READING TEXT →

Defining the Gray, Part 4
Part 4 is all about Amway’s recent battles across the globe. They’ve been busy over the past two years fighting for their lives on multiple continents. Although Amway might be considered slow for failure to recognize the changing legal landscape before these actions were initiated, they’re not entirely stupid. In my opinion, Amway’s response across the globe is highly informative for the entire industry. Granted, it might be too little too late. But their actions at least signal a change in the regulatory environment that disfavors companies relying on opportunity driven demand.


April 6th, 2009 at 5:24 pm
My upline platinums taught us how to fake out the computer by allocating some of our personal purchases as sales to customers/non-participants. With 3-4% retail sales, I would think this “training” was very common. When I later reported this to Amway, they ignored the issue. When reminding them again even later, they said they are choosing to “look ahead” rather than fixing “past” issues.
April 6th, 2009 at 7:56 pm
Although allowed to remain in operation, there were some things Amway was forced to change. An example is their requirement to sell products at full suggested retail prices. This is similar, yet not as significant, as the changes required in the UK recently. It’s easy to find folks claiming Amway “won” the UK case as well. However, price reductions of up to 70%, no tool profit, and stronger selling rules resulted from the UK “win.”

(Records from a data collection)

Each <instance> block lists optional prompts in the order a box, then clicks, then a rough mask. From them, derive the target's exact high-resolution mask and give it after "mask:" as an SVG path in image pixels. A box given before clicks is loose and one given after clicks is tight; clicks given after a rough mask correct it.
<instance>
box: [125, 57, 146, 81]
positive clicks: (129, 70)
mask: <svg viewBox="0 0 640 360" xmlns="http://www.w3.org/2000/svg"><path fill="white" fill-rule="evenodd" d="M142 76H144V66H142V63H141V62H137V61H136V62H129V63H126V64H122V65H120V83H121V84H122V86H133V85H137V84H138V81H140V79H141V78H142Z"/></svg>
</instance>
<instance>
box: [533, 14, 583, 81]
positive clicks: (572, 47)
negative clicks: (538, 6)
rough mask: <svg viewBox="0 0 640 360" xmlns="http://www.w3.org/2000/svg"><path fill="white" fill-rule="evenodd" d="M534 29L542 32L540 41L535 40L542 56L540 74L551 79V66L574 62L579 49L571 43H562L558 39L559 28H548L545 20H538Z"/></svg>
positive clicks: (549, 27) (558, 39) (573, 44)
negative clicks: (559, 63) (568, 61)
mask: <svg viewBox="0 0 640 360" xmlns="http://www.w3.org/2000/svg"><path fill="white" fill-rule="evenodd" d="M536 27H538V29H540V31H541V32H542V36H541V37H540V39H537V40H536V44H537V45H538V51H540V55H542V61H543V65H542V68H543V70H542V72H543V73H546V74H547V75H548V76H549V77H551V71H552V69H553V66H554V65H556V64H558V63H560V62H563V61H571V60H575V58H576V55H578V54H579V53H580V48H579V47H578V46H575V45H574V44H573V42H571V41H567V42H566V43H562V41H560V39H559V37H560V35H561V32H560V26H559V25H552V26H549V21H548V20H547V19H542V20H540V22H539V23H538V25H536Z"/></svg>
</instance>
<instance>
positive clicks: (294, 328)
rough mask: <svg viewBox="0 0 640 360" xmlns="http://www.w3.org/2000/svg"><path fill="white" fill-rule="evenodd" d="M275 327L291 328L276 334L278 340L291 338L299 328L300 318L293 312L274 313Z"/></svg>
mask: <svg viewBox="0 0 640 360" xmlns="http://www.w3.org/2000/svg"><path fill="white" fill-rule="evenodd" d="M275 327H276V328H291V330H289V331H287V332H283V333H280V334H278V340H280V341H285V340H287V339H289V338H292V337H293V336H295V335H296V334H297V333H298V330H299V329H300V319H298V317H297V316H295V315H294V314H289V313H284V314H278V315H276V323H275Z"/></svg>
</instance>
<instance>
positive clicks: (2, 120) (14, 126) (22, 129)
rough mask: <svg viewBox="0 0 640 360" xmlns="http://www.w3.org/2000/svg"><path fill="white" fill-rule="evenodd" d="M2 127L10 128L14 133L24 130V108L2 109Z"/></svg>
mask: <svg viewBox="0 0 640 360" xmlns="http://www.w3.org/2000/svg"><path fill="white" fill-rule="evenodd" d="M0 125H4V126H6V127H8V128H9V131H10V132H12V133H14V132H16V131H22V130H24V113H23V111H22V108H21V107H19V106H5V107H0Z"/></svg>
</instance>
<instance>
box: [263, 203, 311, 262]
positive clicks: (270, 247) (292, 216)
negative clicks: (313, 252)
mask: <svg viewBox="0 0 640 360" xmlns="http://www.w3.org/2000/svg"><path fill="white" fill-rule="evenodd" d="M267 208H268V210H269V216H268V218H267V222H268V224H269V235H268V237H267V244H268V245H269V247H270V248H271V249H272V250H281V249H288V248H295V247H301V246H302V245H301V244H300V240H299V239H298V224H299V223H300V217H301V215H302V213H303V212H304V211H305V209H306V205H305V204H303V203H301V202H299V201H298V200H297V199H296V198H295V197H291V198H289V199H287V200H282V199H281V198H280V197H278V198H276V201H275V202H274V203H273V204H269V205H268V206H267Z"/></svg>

TASK INSTRUCTIONS → Return the passage in the Amway text above from "Defining the Gray, Part" through "opportunity driven demand.", copied word for word.

RESPONSE TO THE TASK →
Defining the Gray, Part 4
Part 4 is all about Amway’s recent battles across the globe. They’ve been busy over the past two years fighting for their lives on multiple continents. Although Amway might be considered slow for failure to recognize the changing legal landscape before these actions were initiated, they’re not entirely stupid. In my opinion, Amway’s response across the globe is highly informative for the entire industry. Granted, it might be too little too late. But their actions at least signal a change in the regulatory environment that disfavors companies relying on opportunity driven demand.